# [Excerpt to read]
'''

Saints also are your balcony people—the people now gone who have influenced and inspired you and helped form your faith and values. All Saints is the day to walk out in the front yard, look up to your balcony, and wave at your saints.

So my earliest prayer concluded with a recitation of saints. And it was also, I now understand, a theological affirmation of amazing proportions.

When I went to Divinity School and learned not only some very big words, but also a little child psychology, I decided that my first childhood prayer actually was pretty frightening. “If I should die before I wake.” What a thought to leave with a child drifting off into dreamland. Now, I’ve changed my mind. Harvard psychologist Robert Coles has reminded us that children have a wonderful capacity for assimilating big ideas, and are not nearly as fixated on the fear of death, for instance, as we think they must be. In fact, I do not recall ever lying on my bed fretting about the possibility that I might die before I woke. But I do know that the faith affirmation made in that childhood prayer is one I now gladly reclaim and make for myself.

The late Henri Nouwen, not long before his own untimely death, wrote a wonderful little book, Our Greatest Gift: A Meditation on Death and Dying, prompted by the death of a resident of the L’Arche Community, where Nouwen was working. Nouwen urges us to befriend our own death, “We can live as if this life were all we had, as if death were absurd and we better not talk about it, or we can choose to claim our divine childhood . . . becoming a child—entering a second childhood is essential to dying a good death.”

'''

# [Listing]
'''

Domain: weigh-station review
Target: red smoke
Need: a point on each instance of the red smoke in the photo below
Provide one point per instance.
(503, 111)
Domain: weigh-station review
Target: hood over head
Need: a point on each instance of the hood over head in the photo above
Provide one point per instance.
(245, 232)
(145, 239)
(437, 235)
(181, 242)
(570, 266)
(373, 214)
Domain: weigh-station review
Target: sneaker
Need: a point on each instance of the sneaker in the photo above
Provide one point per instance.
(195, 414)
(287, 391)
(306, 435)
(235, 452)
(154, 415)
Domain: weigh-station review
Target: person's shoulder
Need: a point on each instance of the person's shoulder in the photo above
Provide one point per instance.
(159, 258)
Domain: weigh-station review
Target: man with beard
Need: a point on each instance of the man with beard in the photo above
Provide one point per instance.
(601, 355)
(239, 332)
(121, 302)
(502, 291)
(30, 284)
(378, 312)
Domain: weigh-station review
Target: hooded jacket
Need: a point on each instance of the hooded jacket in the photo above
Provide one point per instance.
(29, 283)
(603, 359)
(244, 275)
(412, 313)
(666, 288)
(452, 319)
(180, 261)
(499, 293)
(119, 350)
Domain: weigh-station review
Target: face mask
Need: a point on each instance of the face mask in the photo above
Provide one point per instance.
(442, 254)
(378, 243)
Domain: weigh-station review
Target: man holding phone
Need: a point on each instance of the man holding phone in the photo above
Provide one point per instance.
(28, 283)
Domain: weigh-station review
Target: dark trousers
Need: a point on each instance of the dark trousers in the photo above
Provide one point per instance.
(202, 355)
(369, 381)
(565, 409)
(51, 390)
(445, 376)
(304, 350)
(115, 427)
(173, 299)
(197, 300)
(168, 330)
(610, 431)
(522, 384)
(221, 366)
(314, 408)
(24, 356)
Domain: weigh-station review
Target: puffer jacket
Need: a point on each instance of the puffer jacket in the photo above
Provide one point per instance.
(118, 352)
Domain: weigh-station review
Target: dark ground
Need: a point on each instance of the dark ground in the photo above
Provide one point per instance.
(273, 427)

'''

# [Goals]
**A.** According to the All Saints passage, what book did Henri Nouwen write not long before his death?
**B.** Write the next part of the All Saints passage, picking up after its last sentence.
The lines have no connection to the All Saints passage.

# [Results]
**A.** Our Greatest Gift: A Meditation on Death and Dying.

**B.**
The topic is not easy. The Bible does not have a whole lot to say about what happens to us. In fact, the Bible has a whole lot less to say than the preachers who, Reinhold Niebuhr once quipped, “seem to know everything there is to know about the furniture of heaven, the temperature of hell, and the guest list of both places.” There is an internal wisdom in the Bible, it seems, that wants to leave this matter of what happens to us when we die to faith; a sense that if it were all crystal clear, something of the joy, meaning, and purpose of life would be lost. Life and how we live it is the point of the Bible—life and how to treasure it and love it and live it fully.

One New Testament scholar says about our texts this morning—“In my Father’s house are many dwelling places,” and, “He will wipe away my tears. Death will be no more”—that those texts are easier to read than preach. They bring out the banal in the preacher, which is why they are ignored except at funerals when we all hurry to read, hear, embrace, and stand beneath their assurance.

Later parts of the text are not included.